Exercise directions. The data follows this line. Copy verbatim the line with "in blue shirt" and each line after it to the end.

Rows from a pointing dataset:
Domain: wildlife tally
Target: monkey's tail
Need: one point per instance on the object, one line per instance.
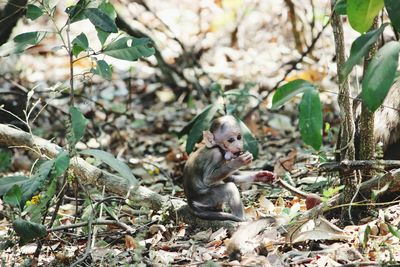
(214, 215)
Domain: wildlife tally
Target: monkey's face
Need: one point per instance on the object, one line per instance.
(230, 139)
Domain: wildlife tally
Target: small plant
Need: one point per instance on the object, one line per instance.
(32, 196)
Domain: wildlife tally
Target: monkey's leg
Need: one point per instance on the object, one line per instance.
(205, 205)
(233, 199)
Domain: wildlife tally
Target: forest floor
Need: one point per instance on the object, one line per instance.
(137, 118)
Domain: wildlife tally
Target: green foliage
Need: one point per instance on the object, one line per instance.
(5, 160)
(361, 13)
(393, 9)
(331, 191)
(365, 239)
(102, 16)
(199, 124)
(33, 12)
(13, 196)
(7, 182)
(250, 143)
(376, 193)
(129, 48)
(395, 232)
(108, 9)
(76, 12)
(50, 4)
(79, 44)
(380, 75)
(237, 99)
(28, 231)
(101, 20)
(34, 184)
(21, 42)
(79, 123)
(111, 161)
(286, 92)
(341, 7)
(310, 117)
(102, 69)
(359, 49)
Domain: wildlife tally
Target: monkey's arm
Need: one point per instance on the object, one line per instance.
(219, 172)
(251, 177)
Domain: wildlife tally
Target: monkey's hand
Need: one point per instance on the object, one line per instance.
(242, 160)
(264, 177)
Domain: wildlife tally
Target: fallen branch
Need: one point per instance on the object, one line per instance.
(91, 175)
(351, 165)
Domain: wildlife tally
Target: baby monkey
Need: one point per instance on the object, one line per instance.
(209, 177)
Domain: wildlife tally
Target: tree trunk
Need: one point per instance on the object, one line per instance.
(346, 138)
(367, 141)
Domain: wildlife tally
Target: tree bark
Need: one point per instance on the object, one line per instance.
(346, 143)
(367, 140)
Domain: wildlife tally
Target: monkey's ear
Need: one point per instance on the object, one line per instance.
(208, 138)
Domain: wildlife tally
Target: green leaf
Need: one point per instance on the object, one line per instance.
(250, 143)
(7, 182)
(393, 9)
(111, 161)
(359, 49)
(33, 12)
(366, 236)
(201, 123)
(376, 193)
(5, 160)
(380, 75)
(32, 186)
(110, 11)
(50, 3)
(341, 7)
(310, 121)
(395, 232)
(129, 48)
(288, 91)
(21, 42)
(102, 69)
(79, 123)
(28, 231)
(102, 36)
(101, 20)
(37, 211)
(216, 87)
(13, 196)
(190, 124)
(361, 13)
(76, 12)
(79, 44)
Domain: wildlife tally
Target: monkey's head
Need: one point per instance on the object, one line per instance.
(225, 133)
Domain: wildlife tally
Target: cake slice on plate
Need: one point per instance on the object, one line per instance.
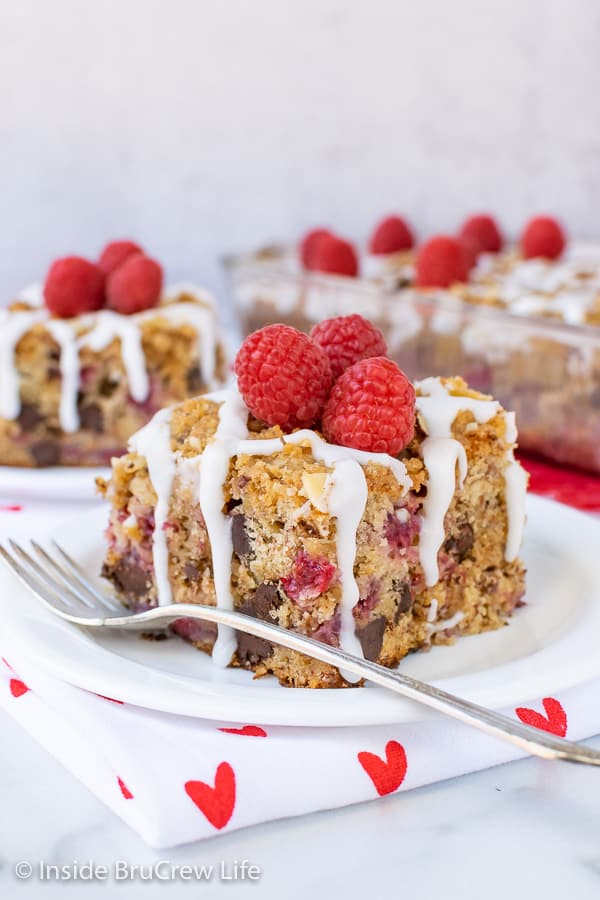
(89, 358)
(364, 512)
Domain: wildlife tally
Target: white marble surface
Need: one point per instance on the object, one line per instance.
(200, 126)
(526, 829)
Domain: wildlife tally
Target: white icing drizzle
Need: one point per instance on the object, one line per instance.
(104, 327)
(214, 465)
(515, 478)
(110, 326)
(441, 456)
(13, 326)
(438, 410)
(62, 332)
(153, 442)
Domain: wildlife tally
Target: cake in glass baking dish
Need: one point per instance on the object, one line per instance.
(518, 322)
(325, 493)
(89, 357)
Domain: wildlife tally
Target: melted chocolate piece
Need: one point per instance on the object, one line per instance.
(107, 386)
(241, 542)
(90, 418)
(251, 650)
(45, 453)
(405, 598)
(371, 638)
(259, 605)
(130, 578)
(194, 380)
(191, 571)
(461, 544)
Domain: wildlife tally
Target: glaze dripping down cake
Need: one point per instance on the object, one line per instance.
(379, 554)
(89, 357)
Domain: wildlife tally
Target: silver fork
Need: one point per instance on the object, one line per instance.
(63, 587)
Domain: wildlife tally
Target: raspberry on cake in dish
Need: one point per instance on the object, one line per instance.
(89, 357)
(365, 512)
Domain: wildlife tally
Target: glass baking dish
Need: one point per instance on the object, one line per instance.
(545, 370)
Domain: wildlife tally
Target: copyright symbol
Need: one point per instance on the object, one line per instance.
(23, 870)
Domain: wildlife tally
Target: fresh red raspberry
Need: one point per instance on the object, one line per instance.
(283, 377)
(136, 285)
(310, 577)
(482, 232)
(334, 255)
(346, 339)
(543, 236)
(390, 236)
(309, 243)
(371, 407)
(73, 286)
(115, 254)
(440, 262)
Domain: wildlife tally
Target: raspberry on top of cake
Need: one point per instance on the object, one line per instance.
(326, 493)
(87, 358)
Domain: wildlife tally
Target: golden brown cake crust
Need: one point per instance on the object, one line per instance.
(107, 414)
(284, 565)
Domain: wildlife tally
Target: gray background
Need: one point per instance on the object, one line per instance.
(204, 126)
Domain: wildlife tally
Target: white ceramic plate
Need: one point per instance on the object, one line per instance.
(54, 483)
(550, 645)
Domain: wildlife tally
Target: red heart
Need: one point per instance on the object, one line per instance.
(216, 803)
(248, 730)
(388, 775)
(18, 687)
(124, 789)
(555, 720)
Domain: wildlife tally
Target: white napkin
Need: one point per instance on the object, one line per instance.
(176, 779)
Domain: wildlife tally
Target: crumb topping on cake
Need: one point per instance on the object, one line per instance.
(182, 305)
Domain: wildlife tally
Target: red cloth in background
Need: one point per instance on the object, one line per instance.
(569, 486)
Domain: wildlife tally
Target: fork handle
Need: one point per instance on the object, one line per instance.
(527, 738)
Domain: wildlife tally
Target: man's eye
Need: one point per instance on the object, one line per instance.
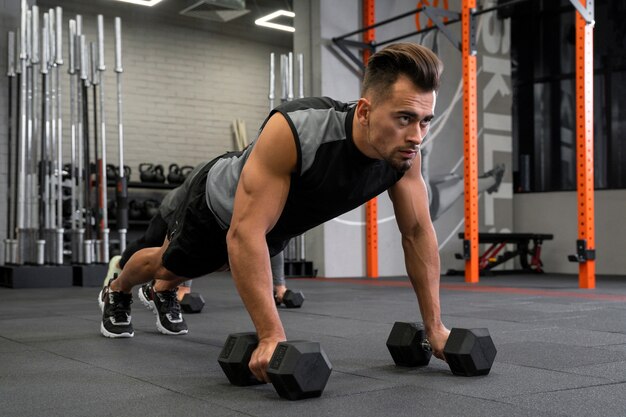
(404, 120)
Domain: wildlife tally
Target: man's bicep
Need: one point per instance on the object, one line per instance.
(264, 183)
(410, 202)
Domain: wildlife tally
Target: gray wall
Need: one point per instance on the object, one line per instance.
(556, 213)
(340, 243)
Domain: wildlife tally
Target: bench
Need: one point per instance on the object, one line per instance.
(527, 249)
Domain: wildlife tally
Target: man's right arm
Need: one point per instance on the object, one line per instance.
(259, 201)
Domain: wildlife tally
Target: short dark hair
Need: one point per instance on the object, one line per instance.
(416, 62)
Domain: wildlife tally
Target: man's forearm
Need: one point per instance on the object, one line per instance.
(250, 266)
(422, 263)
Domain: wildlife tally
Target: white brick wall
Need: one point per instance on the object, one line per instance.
(182, 88)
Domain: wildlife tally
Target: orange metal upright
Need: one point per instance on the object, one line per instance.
(470, 140)
(584, 145)
(371, 207)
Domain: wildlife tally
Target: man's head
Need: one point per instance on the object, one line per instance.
(417, 63)
(399, 93)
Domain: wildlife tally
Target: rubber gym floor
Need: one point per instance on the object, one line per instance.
(561, 352)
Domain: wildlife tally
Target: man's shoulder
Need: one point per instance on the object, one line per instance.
(314, 103)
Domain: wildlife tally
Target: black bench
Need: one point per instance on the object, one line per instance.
(527, 249)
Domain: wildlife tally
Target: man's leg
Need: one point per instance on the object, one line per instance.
(152, 237)
(115, 298)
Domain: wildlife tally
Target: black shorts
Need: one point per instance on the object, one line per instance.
(153, 237)
(197, 242)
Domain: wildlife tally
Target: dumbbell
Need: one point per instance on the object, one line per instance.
(192, 302)
(297, 370)
(174, 175)
(291, 299)
(469, 352)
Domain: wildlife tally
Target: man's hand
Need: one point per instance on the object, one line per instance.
(260, 360)
(437, 338)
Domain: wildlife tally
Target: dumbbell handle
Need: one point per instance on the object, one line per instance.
(426, 345)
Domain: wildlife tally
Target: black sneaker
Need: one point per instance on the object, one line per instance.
(115, 308)
(166, 307)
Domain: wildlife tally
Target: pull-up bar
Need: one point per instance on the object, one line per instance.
(584, 130)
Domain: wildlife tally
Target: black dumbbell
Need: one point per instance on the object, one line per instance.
(468, 352)
(297, 370)
(174, 175)
(159, 176)
(192, 302)
(291, 299)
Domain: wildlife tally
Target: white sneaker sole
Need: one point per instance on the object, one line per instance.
(104, 331)
(150, 306)
(107, 333)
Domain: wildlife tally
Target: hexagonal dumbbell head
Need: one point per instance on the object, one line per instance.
(293, 299)
(405, 344)
(299, 369)
(470, 352)
(192, 302)
(235, 357)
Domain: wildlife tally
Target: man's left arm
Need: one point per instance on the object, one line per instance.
(421, 253)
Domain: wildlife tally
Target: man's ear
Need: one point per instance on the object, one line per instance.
(363, 108)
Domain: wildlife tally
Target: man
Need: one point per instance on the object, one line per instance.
(313, 160)
(165, 304)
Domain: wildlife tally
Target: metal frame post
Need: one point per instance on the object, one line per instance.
(371, 207)
(584, 142)
(470, 142)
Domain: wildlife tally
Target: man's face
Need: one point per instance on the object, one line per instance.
(398, 124)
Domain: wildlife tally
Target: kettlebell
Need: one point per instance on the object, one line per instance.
(158, 174)
(67, 171)
(112, 209)
(151, 208)
(146, 172)
(134, 210)
(174, 176)
(185, 171)
(111, 174)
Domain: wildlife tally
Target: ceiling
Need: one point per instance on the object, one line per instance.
(169, 11)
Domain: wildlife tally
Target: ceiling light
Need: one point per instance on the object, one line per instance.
(148, 3)
(265, 20)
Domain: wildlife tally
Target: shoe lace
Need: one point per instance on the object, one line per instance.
(121, 306)
(170, 303)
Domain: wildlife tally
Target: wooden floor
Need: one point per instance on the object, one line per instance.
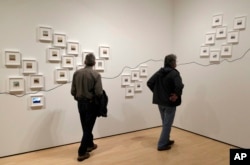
(137, 148)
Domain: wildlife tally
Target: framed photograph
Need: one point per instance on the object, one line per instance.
(138, 86)
(36, 81)
(233, 37)
(104, 52)
(78, 67)
(16, 84)
(130, 91)
(45, 34)
(73, 48)
(62, 75)
(210, 39)
(54, 54)
(68, 61)
(59, 40)
(29, 66)
(226, 50)
(143, 71)
(12, 58)
(84, 53)
(217, 20)
(221, 32)
(240, 23)
(204, 51)
(215, 56)
(126, 79)
(99, 66)
(135, 75)
(36, 101)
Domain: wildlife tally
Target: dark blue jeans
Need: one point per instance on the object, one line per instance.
(88, 117)
(167, 116)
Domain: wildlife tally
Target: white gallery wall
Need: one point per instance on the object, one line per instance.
(138, 32)
(216, 97)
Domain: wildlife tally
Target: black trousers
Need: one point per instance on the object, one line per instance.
(88, 116)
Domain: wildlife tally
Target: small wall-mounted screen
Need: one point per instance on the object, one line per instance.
(36, 100)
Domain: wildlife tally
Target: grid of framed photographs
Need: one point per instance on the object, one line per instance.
(12, 58)
(231, 37)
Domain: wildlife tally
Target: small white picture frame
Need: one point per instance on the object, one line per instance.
(104, 51)
(59, 40)
(130, 91)
(29, 66)
(36, 81)
(16, 84)
(138, 86)
(78, 67)
(45, 34)
(68, 61)
(73, 48)
(204, 51)
(12, 58)
(210, 39)
(54, 54)
(100, 65)
(126, 79)
(215, 56)
(233, 37)
(143, 69)
(84, 54)
(135, 75)
(217, 20)
(226, 50)
(36, 100)
(62, 75)
(240, 23)
(221, 32)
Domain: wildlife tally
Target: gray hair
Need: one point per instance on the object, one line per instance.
(90, 59)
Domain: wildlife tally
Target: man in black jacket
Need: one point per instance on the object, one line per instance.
(166, 85)
(86, 85)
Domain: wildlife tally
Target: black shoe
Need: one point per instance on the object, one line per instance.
(83, 157)
(168, 147)
(170, 142)
(89, 149)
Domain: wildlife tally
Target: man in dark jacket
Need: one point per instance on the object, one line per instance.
(86, 85)
(166, 85)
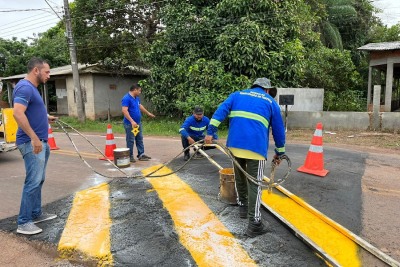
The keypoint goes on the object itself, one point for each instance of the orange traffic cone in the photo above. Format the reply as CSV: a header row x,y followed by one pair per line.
x,y
314,163
110,145
51,141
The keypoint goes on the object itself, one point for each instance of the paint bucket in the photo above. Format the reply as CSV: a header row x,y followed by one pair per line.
x,y
227,191
121,157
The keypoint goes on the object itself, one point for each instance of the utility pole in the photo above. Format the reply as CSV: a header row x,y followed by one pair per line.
x,y
80,105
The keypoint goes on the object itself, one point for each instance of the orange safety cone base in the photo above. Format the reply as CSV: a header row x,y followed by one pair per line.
x,y
321,173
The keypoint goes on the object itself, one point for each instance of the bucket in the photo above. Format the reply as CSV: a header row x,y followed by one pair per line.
x,y
121,157
227,191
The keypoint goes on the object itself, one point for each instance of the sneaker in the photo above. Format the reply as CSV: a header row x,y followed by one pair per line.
x,y
186,157
198,156
243,211
255,229
28,228
44,217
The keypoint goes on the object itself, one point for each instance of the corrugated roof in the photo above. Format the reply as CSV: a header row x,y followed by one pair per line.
x,y
385,46
82,68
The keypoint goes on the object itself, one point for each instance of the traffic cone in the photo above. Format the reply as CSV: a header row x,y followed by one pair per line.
x,y
314,163
51,141
110,145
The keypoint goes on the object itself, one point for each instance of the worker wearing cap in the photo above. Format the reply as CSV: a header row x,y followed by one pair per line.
x,y
252,113
193,129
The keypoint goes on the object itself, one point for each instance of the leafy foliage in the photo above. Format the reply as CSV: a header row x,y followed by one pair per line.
x,y
114,32
212,48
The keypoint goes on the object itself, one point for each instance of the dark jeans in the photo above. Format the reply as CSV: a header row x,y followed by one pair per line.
x,y
35,166
249,194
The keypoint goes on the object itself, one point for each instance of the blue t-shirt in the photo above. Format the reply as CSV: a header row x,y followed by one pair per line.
x,y
27,94
133,104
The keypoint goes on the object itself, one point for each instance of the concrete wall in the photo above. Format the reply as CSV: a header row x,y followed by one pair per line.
x,y
388,121
62,100
108,92
86,84
305,99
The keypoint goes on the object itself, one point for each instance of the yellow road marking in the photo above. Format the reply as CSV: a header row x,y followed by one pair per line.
x,y
333,242
88,226
73,153
204,236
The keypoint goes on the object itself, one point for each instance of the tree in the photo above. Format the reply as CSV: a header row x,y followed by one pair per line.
x,y
217,47
114,32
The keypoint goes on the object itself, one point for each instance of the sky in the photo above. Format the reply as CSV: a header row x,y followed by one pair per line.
x,y
21,19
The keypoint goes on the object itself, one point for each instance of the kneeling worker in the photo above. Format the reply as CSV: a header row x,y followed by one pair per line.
x,y
193,128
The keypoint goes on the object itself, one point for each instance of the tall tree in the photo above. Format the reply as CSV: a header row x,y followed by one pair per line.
x,y
211,48
114,32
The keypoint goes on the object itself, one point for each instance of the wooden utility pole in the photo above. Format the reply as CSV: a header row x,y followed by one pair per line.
x,y
80,105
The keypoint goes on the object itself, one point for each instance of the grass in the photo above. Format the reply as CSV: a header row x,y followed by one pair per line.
x,y
156,126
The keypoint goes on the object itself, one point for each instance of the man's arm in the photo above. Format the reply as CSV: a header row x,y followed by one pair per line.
x,y
128,117
144,110
23,123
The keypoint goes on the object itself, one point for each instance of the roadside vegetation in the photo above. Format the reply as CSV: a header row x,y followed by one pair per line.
x,y
201,51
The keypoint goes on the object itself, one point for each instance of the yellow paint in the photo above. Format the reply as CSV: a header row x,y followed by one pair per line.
x,y
333,242
10,126
88,226
200,232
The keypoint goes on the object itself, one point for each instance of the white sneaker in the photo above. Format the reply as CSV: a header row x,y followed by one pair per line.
x,y
44,217
28,228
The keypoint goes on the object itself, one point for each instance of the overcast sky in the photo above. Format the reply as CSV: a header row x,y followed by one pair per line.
x,y
23,24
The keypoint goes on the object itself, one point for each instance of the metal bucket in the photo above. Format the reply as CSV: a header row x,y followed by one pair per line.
x,y
121,157
227,191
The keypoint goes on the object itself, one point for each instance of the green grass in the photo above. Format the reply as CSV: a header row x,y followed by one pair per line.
x,y
156,126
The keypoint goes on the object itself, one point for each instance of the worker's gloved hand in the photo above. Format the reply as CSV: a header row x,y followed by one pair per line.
x,y
277,159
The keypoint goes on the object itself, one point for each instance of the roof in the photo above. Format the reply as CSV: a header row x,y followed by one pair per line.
x,y
385,46
82,68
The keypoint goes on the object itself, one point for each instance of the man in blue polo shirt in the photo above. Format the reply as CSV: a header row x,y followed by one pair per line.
x,y
132,110
33,123
193,129
252,113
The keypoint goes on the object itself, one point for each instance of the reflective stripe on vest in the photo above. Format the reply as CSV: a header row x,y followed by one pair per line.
x,y
198,129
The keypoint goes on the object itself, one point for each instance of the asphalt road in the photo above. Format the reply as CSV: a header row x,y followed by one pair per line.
x,y
143,232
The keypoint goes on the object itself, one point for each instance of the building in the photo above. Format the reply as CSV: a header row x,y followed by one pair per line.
x,y
102,89
384,70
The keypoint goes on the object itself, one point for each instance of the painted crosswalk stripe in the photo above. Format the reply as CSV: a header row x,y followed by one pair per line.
x,y
206,238
88,226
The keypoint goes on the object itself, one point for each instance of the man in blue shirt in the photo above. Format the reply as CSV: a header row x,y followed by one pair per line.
x,y
252,113
132,110
33,123
192,129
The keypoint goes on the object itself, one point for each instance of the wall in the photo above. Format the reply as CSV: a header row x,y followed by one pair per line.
x,y
62,100
305,99
108,91
389,121
86,82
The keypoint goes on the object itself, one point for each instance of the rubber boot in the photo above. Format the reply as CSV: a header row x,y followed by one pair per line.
x,y
243,211
256,228
186,157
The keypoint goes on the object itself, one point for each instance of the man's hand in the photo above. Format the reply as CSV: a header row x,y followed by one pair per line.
x,y
208,139
277,160
190,140
36,145
52,119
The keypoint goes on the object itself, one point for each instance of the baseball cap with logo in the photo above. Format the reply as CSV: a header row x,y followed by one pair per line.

Response to this task.
The keypoint goes on the object itself, one point for each instance of the man in blue shirt in the photo above. Format the reply as CSV: a header row x,y followed by one pair per line.
x,y
252,113
132,110
33,123
192,129
The keypoint goes on the object itself, one point for each instance of the wall in the photo above. Format the reply as CSV: a header row x,y followed by one pair per line.
x,y
62,100
305,99
108,91
389,121
86,82
The keypoint goes on the object itself, one point for each instance of the rubber boot in the photo above. Format the reply as CSV: a header row x,y followed by one pair per line.
x,y
243,211
256,228
186,157
The keypoint goes on the object itself, one point for each instance of the man's hand in the photo above. Format the reply as CSV: a header row x,y followed by one pair per line.
x,y
208,139
277,160
190,140
36,145
52,119
The keypoint goes on the object itself, one point for each instance of the baseball cap with logo in the photo above. Format the reply as CSV: a header row x,y followed by one pair per line.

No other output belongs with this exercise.